## What to produce
Copy out exactly the lines below that run from the one holding "positive clicks: (662, 332) (662, 326)" to the one holding "box: [332, 163, 603, 367]", keeping both of those lines and no others.

## Records provided
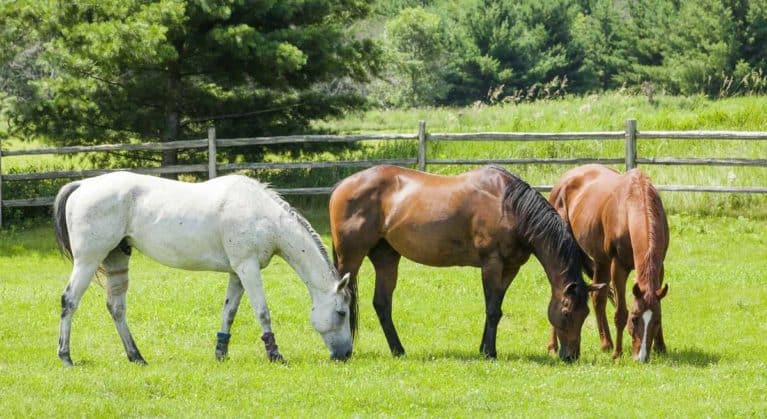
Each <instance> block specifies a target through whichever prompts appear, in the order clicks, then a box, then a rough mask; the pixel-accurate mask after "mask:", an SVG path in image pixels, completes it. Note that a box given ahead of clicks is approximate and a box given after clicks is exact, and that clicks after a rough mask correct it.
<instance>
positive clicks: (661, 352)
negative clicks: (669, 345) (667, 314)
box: [653, 322, 666, 354]
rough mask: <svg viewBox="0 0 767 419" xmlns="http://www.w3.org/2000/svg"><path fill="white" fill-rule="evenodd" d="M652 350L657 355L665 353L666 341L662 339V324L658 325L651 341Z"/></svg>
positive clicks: (662, 332) (662, 326)
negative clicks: (654, 352)
mask: <svg viewBox="0 0 767 419" xmlns="http://www.w3.org/2000/svg"><path fill="white" fill-rule="evenodd" d="M653 349H654V350H655V352H657V353H659V354H665V353H666V341H665V340H664V339H663V324H662V323H660V322H659V323H658V332H657V333H656V334H655V340H654V341H653Z"/></svg>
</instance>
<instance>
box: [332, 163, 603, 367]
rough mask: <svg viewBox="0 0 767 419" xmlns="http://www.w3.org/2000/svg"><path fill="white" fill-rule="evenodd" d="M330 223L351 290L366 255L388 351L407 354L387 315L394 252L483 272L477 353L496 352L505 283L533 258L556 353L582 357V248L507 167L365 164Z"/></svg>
mask: <svg viewBox="0 0 767 419" xmlns="http://www.w3.org/2000/svg"><path fill="white" fill-rule="evenodd" d="M330 228H331V234H332V239H333V250H334V256H335V261H336V267H337V269H338V271H339V272H341V273H347V272H348V273H351V282H350V286H351V287H352V289H353V290H355V291H356V281H357V272H358V271H359V268H360V265H361V264H362V261H363V259H364V258H365V256H367V257H368V258H370V261H371V262H372V263H373V266H374V268H375V271H376V280H375V293H374V297H373V306H374V307H375V310H376V314H377V315H378V319H379V321H380V323H381V327H382V328H383V331H384V334H385V335H386V340H387V341H388V344H389V348H390V349H391V352H392V354H393V355H395V356H398V355H403V354H404V353H405V349H404V348H403V347H402V343H401V342H400V339H399V336H398V335H397V331H396V329H395V328H394V322H393V320H392V295H393V292H394V288H395V287H396V285H397V268H398V264H399V261H400V257H402V256H404V257H406V258H408V259H410V260H413V261H415V262H417V263H421V264H424V265H429V266H475V267H479V268H481V270H482V285H483V288H484V295H485V313H486V320H485V329H484V333H483V334H482V342H481V344H480V352H481V353H483V354H484V355H485V356H486V357H488V358H494V357H495V356H496V345H495V341H496V331H497V326H498V321H499V320H500V319H501V314H502V312H501V304H502V303H503V298H504V295H505V293H506V289H507V288H508V287H509V284H511V281H512V280H513V279H514V276H515V275H516V274H517V272H518V271H519V268H520V266H522V264H524V263H525V262H526V261H527V260H528V258H529V257H530V254H534V255H535V256H536V257H537V258H538V260H539V261H540V262H541V264H542V265H543V268H544V270H545V272H546V274H547V276H548V279H549V282H550V284H551V302H550V303H549V309H548V317H549V321H550V322H551V324H552V325H553V326H554V330H555V331H556V335H557V337H558V338H559V341H560V342H561V348H562V349H561V350H560V351H559V357H560V358H561V359H563V360H566V361H573V360H575V359H577V358H578V356H579V353H580V336H581V327H582V325H583V321H584V320H585V318H586V316H587V314H588V307H587V300H588V292H589V291H590V288H589V286H588V285H587V284H586V283H585V282H584V281H583V278H582V277H581V269H582V268H581V263H582V256H581V252H580V249H579V248H578V245H577V244H576V242H575V240H574V239H573V237H572V235H571V234H570V231H569V229H568V228H567V225H566V224H565V223H564V222H563V220H562V219H561V218H560V217H559V216H558V215H557V213H556V211H554V209H553V208H552V207H551V206H550V205H549V204H548V203H547V202H546V200H545V199H544V198H543V196H541V195H540V194H539V193H538V192H536V191H535V190H534V189H532V188H531V187H530V186H529V185H528V184H527V183H525V182H524V181H522V180H521V179H519V178H518V177H516V176H514V175H512V174H511V173H509V172H508V171H506V170H505V169H503V168H500V167H494V166H489V167H482V168H479V169H476V170H473V171H470V172H467V173H464V174H461V175H458V176H438V175H433V174H428V173H423V172H418V171H414V170H409V169H405V168H400V167H396V166H377V167H373V168H370V169H367V170H364V171H362V172H359V173H356V174H354V175H352V176H350V177H348V178H346V179H345V180H343V181H342V182H340V183H339V184H338V185H337V186H336V188H335V189H334V191H333V194H332V196H331V197H330ZM352 294H354V295H356V292H353V293H352ZM354 304H356V301H355V302H354Z"/></svg>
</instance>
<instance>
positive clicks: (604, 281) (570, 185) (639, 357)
mask: <svg viewBox="0 0 767 419" xmlns="http://www.w3.org/2000/svg"><path fill="white" fill-rule="evenodd" d="M549 202H551V204H552V205H553V206H554V208H556V209H557V211H558V212H559V214H560V215H561V216H562V218H564V219H565V221H566V222H567V223H568V224H569V225H570V227H571V229H572V232H573V235H574V236H575V239H576V240H577V241H578V244H579V245H580V246H581V248H582V249H583V250H584V251H585V252H586V253H587V254H588V255H589V256H590V257H591V259H592V260H593V279H594V280H593V283H594V284H606V283H609V282H610V281H612V285H613V289H614V291H615V292H614V295H615V297H616V299H617V306H616V310H615V328H616V331H615V333H616V334H617V336H616V344H615V352H614V353H613V357H614V358H618V357H620V356H621V353H622V351H623V347H622V345H623V343H622V341H623V329H624V327H625V326H626V320H627V319H628V320H629V333H630V334H631V338H632V345H631V346H632V350H631V352H632V355H633V357H634V359H636V360H638V361H642V362H647V361H648V360H649V358H650V355H649V353H650V350H651V349H652V348H653V342H655V350H656V351H658V352H665V351H666V344H665V342H664V341H663V329H662V327H661V309H660V300H661V299H662V298H663V297H664V296H665V295H666V292H668V285H666V286H664V287H663V288H661V284H662V283H663V259H664V258H665V257H666V251H667V249H668V241H669V234H668V223H667V221H666V214H665V212H664V211H663V204H662V203H661V200H660V196H658V191H657V190H655V188H654V187H653V186H652V184H651V183H650V179H649V178H648V177H647V175H645V174H644V173H642V172H641V171H639V170H637V169H634V170H630V171H628V172H626V173H625V174H620V173H618V172H617V171H615V170H613V169H610V168H608V167H604V166H600V165H596V164H591V165H586V166H581V167H578V168H575V169H572V170H570V171H568V172H567V173H565V174H564V175H563V176H562V177H561V178H560V179H559V181H558V182H557V183H556V185H554V189H552V191H551V195H550V196H549ZM632 269H636V271H637V275H636V281H635V282H636V283H635V284H634V287H633V294H634V303H633V305H632V307H631V311H630V312H628V311H627V309H626V296H625V293H626V279H627V278H628V275H629V272H631V270H632ZM592 300H593V302H594V312H595V313H596V317H597V327H598V329H599V338H600V342H601V346H602V349H603V350H605V351H609V350H611V349H612V348H613V342H612V339H611V338H610V328H609V326H608V324H607V316H606V315H605V305H606V302H607V294H606V293H604V292H595V293H592ZM549 345H550V348H551V349H556V341H555V340H554V338H553V336H552V339H551V342H550V344H549Z"/></svg>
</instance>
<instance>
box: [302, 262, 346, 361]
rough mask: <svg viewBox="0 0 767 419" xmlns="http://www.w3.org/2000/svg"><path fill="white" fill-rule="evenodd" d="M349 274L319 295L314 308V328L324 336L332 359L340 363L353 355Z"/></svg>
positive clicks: (313, 323) (312, 308)
mask: <svg viewBox="0 0 767 419" xmlns="http://www.w3.org/2000/svg"><path fill="white" fill-rule="evenodd" d="M349 278H350V277H349V274H348V273H347V274H346V275H344V277H343V278H341V280H340V281H338V282H337V283H336V286H335V287H333V288H331V289H330V290H328V291H327V292H324V293H319V295H317V296H316V298H315V300H314V307H312V316H311V319H312V326H314V329H315V330H317V332H318V333H319V334H320V335H322V339H323V340H324V341H325V345H327V347H328V349H329V350H330V358H331V359H335V360H340V361H345V360H347V359H349V357H350V356H351V355H352V330H351V325H350V319H351V317H352V315H353V313H352V311H351V307H350V303H351V301H352V299H351V293H350V290H349Z"/></svg>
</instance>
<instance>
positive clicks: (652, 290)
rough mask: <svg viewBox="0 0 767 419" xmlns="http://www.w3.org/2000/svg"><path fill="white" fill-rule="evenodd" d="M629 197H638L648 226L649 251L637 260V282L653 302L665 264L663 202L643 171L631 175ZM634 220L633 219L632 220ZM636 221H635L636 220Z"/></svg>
mask: <svg viewBox="0 0 767 419" xmlns="http://www.w3.org/2000/svg"><path fill="white" fill-rule="evenodd" d="M629 197H630V198H631V197H633V198H637V203H638V204H639V205H640V208H641V209H642V211H641V212H642V215H643V216H644V219H642V220H641V221H642V222H644V225H645V226H646V227H647V228H646V229H645V230H646V232H647V253H645V254H644V255H643V257H642V258H641V259H640V260H639V261H638V263H637V262H635V264H636V265H637V266H636V271H637V276H636V279H637V282H638V283H639V287H640V289H641V290H643V291H644V300H645V301H646V302H648V303H652V302H654V301H655V300H657V297H656V295H655V291H656V290H657V289H658V288H660V284H659V283H656V282H657V281H656V280H655V279H656V278H660V272H659V269H660V267H661V266H662V264H663V257H664V254H663V252H664V251H665V249H664V248H659V246H658V245H659V240H661V239H662V238H661V237H658V232H659V231H661V230H662V229H663V226H662V225H660V223H661V222H662V220H663V218H664V217H663V214H664V210H663V203H662V202H661V200H660V196H658V191H657V190H655V188H654V187H653V186H652V184H651V183H650V179H649V178H648V177H647V176H646V175H645V174H644V173H641V172H638V175H637V176H632V177H631V185H630V188H629ZM630 222H632V221H630ZM634 222H635V221H634Z"/></svg>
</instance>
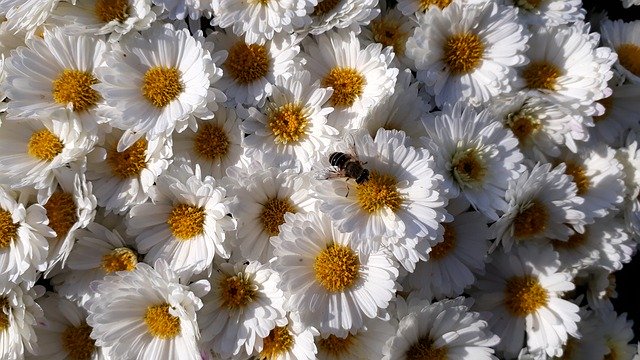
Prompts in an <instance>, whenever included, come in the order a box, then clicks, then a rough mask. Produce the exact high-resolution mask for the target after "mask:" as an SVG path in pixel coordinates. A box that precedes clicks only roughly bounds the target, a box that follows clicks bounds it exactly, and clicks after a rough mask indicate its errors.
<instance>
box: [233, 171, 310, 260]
mask: <svg viewBox="0 0 640 360" xmlns="http://www.w3.org/2000/svg"><path fill="white" fill-rule="evenodd" d="M229 195H230V196H235V199H234V201H233V203H232V204H231V205H230V208H231V214H233V217H234V218H235V219H237V221H238V232H237V238H236V239H234V240H233V244H234V246H235V247H236V248H237V249H239V250H240V255H241V257H242V258H244V259H248V260H259V261H261V262H263V263H267V262H268V261H269V260H270V259H271V258H272V257H273V244H271V241H270V240H269V239H270V237H272V236H277V235H278V234H279V233H280V225H282V224H283V223H284V222H285V214H287V213H298V212H300V213H307V212H309V211H312V210H314V209H315V208H314V204H315V202H316V201H315V199H313V198H311V197H310V196H309V179H308V178H307V177H306V176H303V175H298V174H296V173H295V172H294V171H291V170H284V171H283V170H281V169H278V168H275V167H272V168H268V169H266V170H261V171H255V172H253V173H251V174H250V175H249V178H248V179H247V182H246V183H244V184H237V185H236V186H234V188H233V189H232V190H231V191H230V194H229Z"/></svg>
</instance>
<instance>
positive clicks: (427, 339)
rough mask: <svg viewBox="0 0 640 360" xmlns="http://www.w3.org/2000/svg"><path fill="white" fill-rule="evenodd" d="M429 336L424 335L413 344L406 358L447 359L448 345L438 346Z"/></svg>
mask: <svg viewBox="0 0 640 360" xmlns="http://www.w3.org/2000/svg"><path fill="white" fill-rule="evenodd" d="M434 343H435V342H434V341H433V340H431V338H429V336H425V337H422V338H420V339H419V340H418V342H417V343H415V344H413V345H411V347H410V348H409V350H407V353H406V354H405V358H406V359H407V360H445V359H448V357H447V353H448V350H447V348H446V347H436V346H435V345H434Z"/></svg>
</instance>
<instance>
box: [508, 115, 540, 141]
mask: <svg viewBox="0 0 640 360" xmlns="http://www.w3.org/2000/svg"><path fill="white" fill-rule="evenodd" d="M506 124H507V127H508V128H509V129H511V131H512V132H513V135H515V137H516V138H518V141H519V142H520V143H521V144H524V143H526V142H527V140H528V139H530V138H531V136H532V135H535V134H536V133H537V132H538V131H539V130H540V129H541V128H542V124H541V123H540V120H538V119H537V118H536V117H534V116H533V115H532V114H529V113H528V112H527V111H525V110H521V111H519V112H517V113H513V114H509V116H508V117H507V123H506Z"/></svg>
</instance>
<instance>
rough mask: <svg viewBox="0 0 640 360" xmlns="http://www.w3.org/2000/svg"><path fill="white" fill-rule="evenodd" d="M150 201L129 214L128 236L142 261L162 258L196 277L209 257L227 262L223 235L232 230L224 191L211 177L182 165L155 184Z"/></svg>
mask: <svg viewBox="0 0 640 360" xmlns="http://www.w3.org/2000/svg"><path fill="white" fill-rule="evenodd" d="M155 189H156V191H154V196H153V199H152V200H153V201H152V202H147V203H143V204H138V205H135V206H134V207H132V208H131V210H130V211H129V216H130V218H129V221H128V226H127V233H128V234H129V235H132V236H136V245H137V248H138V250H139V251H140V252H141V253H142V254H146V255H145V261H146V262H148V263H154V262H155V261H156V260H157V259H164V260H165V261H166V262H167V264H168V265H169V268H171V269H172V270H174V271H175V272H176V273H178V274H179V275H180V274H184V275H191V274H198V273H200V272H202V271H204V270H205V269H207V268H209V267H210V266H211V265H212V262H213V259H214V256H216V255H217V256H221V257H223V258H229V256H230V255H231V254H230V252H229V245H227V243H228V241H227V242H225V238H226V236H225V233H227V232H230V231H232V230H235V228H236V222H235V219H233V218H231V217H230V216H228V215H227V214H228V213H229V199H228V198H226V190H225V189H224V188H223V187H221V186H219V184H217V183H216V181H215V179H214V178H212V177H211V176H205V177H203V176H202V174H201V171H200V168H199V167H198V166H197V165H196V167H195V171H194V169H192V168H190V167H189V166H187V165H182V166H179V167H178V166H175V167H173V168H170V169H169V170H168V171H166V172H165V173H163V174H162V175H160V176H159V177H158V179H157V180H156V187H155Z"/></svg>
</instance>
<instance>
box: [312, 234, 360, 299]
mask: <svg viewBox="0 0 640 360" xmlns="http://www.w3.org/2000/svg"><path fill="white" fill-rule="evenodd" d="M313 272H314V274H315V278H316V281H317V282H318V283H319V284H320V285H321V286H322V287H323V288H325V289H326V290H327V291H329V292H332V293H335V292H339V291H344V290H345V289H348V288H350V287H351V286H352V285H353V284H355V282H356V280H358V279H359V278H360V259H359V258H358V255H357V254H356V253H355V252H354V251H353V249H351V248H350V247H348V246H344V245H340V244H335V243H334V244H330V245H328V246H327V247H326V248H325V249H324V250H322V251H321V252H320V254H318V256H316V258H315V260H314V263H313Z"/></svg>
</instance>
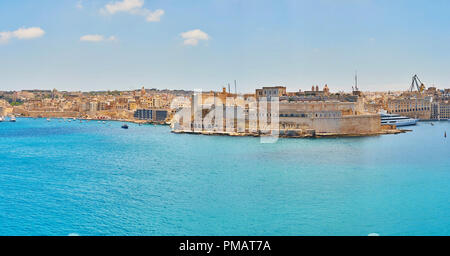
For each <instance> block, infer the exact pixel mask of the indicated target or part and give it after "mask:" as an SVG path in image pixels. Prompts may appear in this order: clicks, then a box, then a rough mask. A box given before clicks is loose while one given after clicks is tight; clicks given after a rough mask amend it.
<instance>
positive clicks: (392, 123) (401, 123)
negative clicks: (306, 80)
mask: <svg viewBox="0 0 450 256" xmlns="http://www.w3.org/2000/svg"><path fill="white" fill-rule="evenodd" d="M380 115H381V124H382V125H385V124H387V125H395V126H397V127H399V126H409V125H416V124H417V121H418V120H417V119H414V118H410V117H406V116H401V115H398V114H387V113H380Z"/></svg>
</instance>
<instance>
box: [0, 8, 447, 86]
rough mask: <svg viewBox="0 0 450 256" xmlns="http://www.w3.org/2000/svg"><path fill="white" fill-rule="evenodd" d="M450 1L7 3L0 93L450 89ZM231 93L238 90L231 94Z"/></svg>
mask: <svg viewBox="0 0 450 256" xmlns="http://www.w3.org/2000/svg"><path fill="white" fill-rule="evenodd" d="M449 13H450V1H447V0H433V1H427V0H396V1H392V0H273V1H268V0H209V1H207V0H182V1H180V0H60V1H55V0H39V1H36V0H17V1H9V0H0V90H22V89H53V88H56V89H58V90H70V91H78V90H82V91H92V90H130V89H138V88H140V87H142V86H145V87H146V88H159V89H166V88H167V89H185V90H193V89H202V90H220V89H221V87H223V86H226V85H227V84H228V83H231V84H232V85H233V84H234V80H237V88H238V92H241V93H243V92H254V89H255V88H259V87H262V86H278V85H282V86H286V87H287V89H288V91H297V90H299V89H301V90H309V89H310V88H311V86H312V85H319V87H321V88H322V87H323V86H324V85H325V84H328V87H329V88H330V90H331V91H351V87H352V86H353V85H354V76H355V72H357V73H358V81H359V82H358V84H359V88H360V90H363V91H388V90H391V91H392V90H406V89H408V88H409V86H410V84H411V79H412V76H413V75H414V74H417V75H418V76H419V77H420V79H421V80H422V82H424V83H425V84H426V85H427V86H436V87H438V88H449V87H450V75H449V73H450V72H449V71H450V70H449V69H450V14H449ZM233 87H234V86H232V88H233Z"/></svg>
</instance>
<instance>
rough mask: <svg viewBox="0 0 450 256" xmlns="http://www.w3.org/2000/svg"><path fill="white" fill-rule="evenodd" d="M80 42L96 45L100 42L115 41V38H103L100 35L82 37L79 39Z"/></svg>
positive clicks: (82, 36) (114, 37)
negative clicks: (90, 42)
mask: <svg viewBox="0 0 450 256" xmlns="http://www.w3.org/2000/svg"><path fill="white" fill-rule="evenodd" d="M80 41H82V42H92V43H98V42H102V41H117V38H116V37H115V36H110V37H107V38H105V37H104V36H102V35H84V36H82V37H80Z"/></svg>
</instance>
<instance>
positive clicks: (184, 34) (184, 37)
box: [181, 29, 210, 46]
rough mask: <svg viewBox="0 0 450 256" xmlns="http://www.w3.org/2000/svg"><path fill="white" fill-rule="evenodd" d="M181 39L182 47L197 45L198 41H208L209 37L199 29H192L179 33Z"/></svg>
mask: <svg viewBox="0 0 450 256" xmlns="http://www.w3.org/2000/svg"><path fill="white" fill-rule="evenodd" d="M181 37H182V38H183V39H184V42H183V44H184V45H192V46H195V45H198V43H199V41H200V40H204V41H208V40H209V39H210V36H209V35H208V34H206V33H205V32H203V31H201V30H200V29H194V30H190V31H186V32H184V33H181Z"/></svg>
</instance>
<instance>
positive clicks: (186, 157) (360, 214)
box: [0, 118, 450, 236]
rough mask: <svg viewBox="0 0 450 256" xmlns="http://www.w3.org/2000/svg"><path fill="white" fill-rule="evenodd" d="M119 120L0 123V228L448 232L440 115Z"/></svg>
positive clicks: (84, 231)
mask: <svg viewBox="0 0 450 256" xmlns="http://www.w3.org/2000/svg"><path fill="white" fill-rule="evenodd" d="M121 125H122V123H119V122H106V124H103V123H99V122H96V121H90V122H87V123H86V122H83V123H80V122H79V121H76V122H74V121H72V122H71V123H68V122H58V121H57V120H52V121H51V122H47V121H46V119H27V118H18V119H17V123H0V235H62V236H65V235H69V234H78V235H361V236H366V235H368V234H370V233H377V234H380V235H382V236H383V235H450V141H449V138H444V132H445V131H450V122H434V125H433V126H432V125H430V123H429V122H420V123H418V125H417V126H414V127H411V128H410V129H412V130H413V132H409V133H405V134H399V135H383V136H376V137H364V138H326V139H280V140H279V141H278V142H277V143H275V144H261V143H260V139H259V138H253V137H221V136H201V135H189V134H172V133H170V130H169V127H167V126H154V125H143V126H138V125H135V124H129V129H128V130H125V129H121ZM408 129H409V127H408Z"/></svg>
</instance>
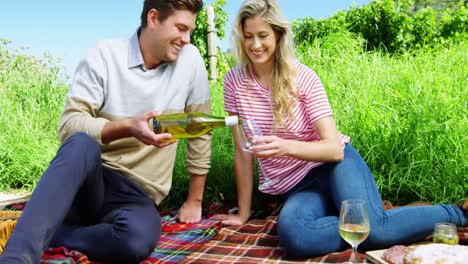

## Solution
positive clicks: (662, 332) (662, 326)
negative clicks: (654, 352)
mask: <svg viewBox="0 0 767 419" xmlns="http://www.w3.org/2000/svg"><path fill="white" fill-rule="evenodd" d="M653 349H654V350H655V352H657V353H659V354H665V353H666V341H665V340H664V339H663V324H662V323H660V322H659V323H658V332H657V333H656V334H655V340H654V341H653Z"/></svg>
</instance>
<instance>
box: [332, 163, 603, 367]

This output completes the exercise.